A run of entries
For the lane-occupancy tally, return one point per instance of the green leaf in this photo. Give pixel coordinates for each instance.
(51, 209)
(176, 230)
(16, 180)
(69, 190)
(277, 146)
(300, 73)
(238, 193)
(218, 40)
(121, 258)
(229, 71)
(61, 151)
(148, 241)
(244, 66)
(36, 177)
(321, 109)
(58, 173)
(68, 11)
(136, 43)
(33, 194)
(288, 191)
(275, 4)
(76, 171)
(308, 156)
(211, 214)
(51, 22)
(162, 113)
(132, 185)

• Your task
Reproduce every one of the entries above, keeping each line unchanged and in its original order.

• Response below
For the lane-occupancy tally, return one point per instance of the green leaf in this photo. Give pixel coordinates for each instance.
(51, 209)
(176, 230)
(16, 180)
(69, 190)
(277, 146)
(300, 73)
(238, 193)
(218, 40)
(121, 258)
(229, 71)
(61, 151)
(148, 241)
(244, 66)
(36, 177)
(321, 109)
(58, 173)
(68, 11)
(136, 43)
(33, 194)
(288, 191)
(275, 4)
(76, 171)
(308, 156)
(211, 214)
(51, 22)
(162, 113)
(132, 185)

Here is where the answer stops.